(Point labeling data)
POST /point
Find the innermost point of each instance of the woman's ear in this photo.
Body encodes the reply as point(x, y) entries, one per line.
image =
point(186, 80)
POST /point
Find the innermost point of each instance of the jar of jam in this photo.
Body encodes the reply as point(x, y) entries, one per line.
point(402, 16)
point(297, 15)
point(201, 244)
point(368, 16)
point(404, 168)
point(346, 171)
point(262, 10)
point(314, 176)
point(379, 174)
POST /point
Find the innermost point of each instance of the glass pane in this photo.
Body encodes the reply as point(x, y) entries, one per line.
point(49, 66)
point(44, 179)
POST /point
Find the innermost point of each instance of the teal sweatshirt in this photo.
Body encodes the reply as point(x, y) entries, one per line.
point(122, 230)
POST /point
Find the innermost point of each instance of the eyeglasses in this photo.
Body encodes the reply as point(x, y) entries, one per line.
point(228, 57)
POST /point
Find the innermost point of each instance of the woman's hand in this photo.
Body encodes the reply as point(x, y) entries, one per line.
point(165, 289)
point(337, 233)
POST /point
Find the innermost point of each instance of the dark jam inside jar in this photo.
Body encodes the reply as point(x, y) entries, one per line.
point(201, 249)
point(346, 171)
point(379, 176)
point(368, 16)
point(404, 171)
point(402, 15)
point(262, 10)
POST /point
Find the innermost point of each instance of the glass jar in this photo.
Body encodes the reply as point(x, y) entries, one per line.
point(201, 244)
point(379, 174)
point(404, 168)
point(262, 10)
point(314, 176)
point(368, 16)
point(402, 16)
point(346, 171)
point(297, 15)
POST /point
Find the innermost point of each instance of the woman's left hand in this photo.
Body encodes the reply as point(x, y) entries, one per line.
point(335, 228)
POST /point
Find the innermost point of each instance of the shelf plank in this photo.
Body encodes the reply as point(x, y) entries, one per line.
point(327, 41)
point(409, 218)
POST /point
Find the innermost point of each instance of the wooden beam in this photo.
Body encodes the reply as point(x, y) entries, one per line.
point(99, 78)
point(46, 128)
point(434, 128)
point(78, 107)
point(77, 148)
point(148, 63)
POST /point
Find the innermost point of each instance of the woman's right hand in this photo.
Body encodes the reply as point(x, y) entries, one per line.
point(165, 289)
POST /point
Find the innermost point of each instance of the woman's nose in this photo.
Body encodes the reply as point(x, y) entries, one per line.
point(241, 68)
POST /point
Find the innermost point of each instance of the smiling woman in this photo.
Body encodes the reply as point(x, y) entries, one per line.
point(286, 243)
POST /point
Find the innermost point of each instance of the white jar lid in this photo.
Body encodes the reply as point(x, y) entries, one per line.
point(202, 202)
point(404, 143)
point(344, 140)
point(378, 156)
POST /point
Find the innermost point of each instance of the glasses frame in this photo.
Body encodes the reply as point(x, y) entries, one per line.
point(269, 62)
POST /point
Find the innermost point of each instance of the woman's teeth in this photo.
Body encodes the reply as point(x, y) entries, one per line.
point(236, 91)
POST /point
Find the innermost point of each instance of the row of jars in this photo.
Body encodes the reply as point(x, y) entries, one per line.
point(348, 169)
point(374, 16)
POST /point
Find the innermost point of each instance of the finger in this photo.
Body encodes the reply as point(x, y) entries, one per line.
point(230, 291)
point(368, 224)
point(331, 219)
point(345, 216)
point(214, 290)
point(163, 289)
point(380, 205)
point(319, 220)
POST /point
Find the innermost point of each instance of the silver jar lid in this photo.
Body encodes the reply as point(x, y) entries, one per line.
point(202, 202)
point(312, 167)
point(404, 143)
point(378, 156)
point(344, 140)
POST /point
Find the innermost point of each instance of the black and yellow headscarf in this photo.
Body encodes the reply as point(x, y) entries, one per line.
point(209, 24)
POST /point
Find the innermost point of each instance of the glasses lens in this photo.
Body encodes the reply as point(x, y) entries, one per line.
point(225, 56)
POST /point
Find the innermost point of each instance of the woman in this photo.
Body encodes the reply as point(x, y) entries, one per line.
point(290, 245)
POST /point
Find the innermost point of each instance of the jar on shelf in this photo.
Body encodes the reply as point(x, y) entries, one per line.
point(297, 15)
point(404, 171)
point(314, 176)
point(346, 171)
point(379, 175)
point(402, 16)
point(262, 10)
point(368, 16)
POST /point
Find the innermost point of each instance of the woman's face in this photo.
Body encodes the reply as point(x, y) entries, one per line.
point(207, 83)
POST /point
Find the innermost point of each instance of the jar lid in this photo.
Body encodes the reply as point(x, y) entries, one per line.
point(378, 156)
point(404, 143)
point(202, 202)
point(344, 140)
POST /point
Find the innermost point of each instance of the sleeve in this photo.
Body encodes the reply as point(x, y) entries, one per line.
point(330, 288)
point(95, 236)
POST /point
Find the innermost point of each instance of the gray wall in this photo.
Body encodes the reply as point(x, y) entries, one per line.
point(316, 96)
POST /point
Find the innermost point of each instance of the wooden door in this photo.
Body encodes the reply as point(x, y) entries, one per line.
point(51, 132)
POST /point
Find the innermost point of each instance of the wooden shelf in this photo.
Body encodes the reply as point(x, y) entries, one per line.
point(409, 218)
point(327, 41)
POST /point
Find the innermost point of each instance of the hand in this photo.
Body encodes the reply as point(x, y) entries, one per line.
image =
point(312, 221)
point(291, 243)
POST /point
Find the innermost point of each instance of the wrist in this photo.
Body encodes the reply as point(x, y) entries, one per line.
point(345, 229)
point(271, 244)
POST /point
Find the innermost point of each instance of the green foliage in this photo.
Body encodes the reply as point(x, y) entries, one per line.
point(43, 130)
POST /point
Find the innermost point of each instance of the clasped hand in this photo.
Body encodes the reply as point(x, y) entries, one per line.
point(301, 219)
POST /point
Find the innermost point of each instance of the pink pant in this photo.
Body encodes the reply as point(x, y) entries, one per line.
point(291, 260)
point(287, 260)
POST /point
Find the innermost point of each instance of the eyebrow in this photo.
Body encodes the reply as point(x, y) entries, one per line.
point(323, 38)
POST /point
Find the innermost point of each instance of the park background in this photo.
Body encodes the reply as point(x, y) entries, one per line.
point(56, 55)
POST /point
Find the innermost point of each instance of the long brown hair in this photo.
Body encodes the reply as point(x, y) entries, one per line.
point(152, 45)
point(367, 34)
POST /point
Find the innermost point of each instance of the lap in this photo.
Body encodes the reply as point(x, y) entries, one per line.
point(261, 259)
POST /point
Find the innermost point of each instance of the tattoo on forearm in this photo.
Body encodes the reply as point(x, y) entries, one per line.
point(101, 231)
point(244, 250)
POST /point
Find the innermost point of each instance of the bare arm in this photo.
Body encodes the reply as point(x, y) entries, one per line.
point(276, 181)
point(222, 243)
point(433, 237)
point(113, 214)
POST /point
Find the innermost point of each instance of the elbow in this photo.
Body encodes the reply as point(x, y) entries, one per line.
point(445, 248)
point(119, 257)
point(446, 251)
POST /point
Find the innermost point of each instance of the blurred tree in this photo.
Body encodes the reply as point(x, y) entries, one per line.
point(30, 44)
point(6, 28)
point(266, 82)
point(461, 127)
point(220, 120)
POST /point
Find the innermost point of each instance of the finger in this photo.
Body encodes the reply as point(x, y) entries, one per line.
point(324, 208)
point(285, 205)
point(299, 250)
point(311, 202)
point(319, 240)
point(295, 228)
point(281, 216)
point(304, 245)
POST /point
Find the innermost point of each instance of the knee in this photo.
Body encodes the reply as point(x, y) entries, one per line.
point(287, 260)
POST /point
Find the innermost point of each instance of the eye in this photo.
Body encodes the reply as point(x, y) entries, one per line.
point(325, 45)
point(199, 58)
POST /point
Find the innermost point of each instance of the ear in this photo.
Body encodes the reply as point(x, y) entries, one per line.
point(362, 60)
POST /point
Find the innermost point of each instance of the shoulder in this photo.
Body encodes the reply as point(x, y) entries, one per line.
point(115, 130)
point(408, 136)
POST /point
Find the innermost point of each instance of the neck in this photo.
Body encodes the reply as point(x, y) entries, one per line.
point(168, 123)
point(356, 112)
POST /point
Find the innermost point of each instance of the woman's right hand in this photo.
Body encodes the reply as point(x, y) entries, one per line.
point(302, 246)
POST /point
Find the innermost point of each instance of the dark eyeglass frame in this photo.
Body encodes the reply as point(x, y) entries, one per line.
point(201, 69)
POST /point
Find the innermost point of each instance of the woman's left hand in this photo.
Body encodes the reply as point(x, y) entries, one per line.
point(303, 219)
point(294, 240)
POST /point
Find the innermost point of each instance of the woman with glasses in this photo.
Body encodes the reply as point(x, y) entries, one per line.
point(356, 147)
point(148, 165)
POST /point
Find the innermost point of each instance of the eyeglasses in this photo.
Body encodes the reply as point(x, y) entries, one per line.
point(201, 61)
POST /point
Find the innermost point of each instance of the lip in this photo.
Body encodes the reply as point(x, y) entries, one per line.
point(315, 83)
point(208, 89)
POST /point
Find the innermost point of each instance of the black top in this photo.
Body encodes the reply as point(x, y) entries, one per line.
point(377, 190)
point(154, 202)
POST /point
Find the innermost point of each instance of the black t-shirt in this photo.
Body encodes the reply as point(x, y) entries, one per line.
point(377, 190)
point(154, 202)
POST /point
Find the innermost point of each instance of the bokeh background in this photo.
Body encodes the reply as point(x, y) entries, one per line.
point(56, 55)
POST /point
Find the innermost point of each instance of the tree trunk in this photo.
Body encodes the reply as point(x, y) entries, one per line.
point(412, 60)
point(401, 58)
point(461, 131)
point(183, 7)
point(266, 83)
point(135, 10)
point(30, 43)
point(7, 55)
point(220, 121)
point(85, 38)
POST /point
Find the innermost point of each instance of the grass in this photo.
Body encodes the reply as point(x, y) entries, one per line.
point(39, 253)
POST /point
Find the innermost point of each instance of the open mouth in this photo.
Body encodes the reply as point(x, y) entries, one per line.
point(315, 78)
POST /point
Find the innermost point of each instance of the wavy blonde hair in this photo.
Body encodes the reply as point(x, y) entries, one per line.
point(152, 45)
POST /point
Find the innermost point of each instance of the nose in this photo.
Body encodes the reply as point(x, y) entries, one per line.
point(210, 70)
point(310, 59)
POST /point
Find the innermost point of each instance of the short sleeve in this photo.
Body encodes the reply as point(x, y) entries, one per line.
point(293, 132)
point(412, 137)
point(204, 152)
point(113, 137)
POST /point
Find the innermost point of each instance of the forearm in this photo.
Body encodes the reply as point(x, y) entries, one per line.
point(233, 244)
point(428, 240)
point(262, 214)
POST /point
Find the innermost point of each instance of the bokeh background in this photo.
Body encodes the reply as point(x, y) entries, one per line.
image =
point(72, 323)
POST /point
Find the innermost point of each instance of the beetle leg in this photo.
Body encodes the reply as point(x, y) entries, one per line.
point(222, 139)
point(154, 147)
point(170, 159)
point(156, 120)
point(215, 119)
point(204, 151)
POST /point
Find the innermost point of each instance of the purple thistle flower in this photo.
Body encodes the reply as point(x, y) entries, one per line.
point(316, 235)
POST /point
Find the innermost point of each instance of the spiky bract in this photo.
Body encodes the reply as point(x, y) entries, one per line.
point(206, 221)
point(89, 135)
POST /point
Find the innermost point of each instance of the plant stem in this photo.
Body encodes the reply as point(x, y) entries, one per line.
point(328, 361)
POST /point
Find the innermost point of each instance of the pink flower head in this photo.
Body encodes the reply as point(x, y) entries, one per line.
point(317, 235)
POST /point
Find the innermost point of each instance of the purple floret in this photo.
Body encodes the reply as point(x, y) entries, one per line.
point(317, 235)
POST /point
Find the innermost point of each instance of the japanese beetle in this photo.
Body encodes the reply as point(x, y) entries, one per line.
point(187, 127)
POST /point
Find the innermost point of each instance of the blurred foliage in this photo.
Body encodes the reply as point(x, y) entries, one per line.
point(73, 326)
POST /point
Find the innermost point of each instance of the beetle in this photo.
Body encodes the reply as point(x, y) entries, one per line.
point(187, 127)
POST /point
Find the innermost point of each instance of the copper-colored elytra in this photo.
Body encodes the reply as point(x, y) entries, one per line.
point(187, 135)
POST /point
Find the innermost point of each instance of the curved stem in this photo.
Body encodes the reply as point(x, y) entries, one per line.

## AIM OF THE EXERCISE
Reproduce the data verbatim, starting at the beginning of the data and ending at the line containing "point(44, 179)".

## THE COMPLETED TASK
POST /point
Find the innermost point of each instance of the woman's ear in this photo.
Body encodes the reply as point(x, y) entries, one per line.
image =
point(186, 80)
POST /point
Find the innermost point of each instance of the jar of jam in this photo.
Body encodes the reply as point(x, y) entries, one per line.
point(402, 16)
point(297, 15)
point(201, 244)
point(368, 16)
point(404, 168)
point(346, 171)
point(262, 10)
point(314, 176)
point(379, 174)
POST /point
Find the innermost point of each instance of the glass pane in this photo.
Body encodes the reply as point(x, y) entries, one per line.
point(49, 66)
point(44, 179)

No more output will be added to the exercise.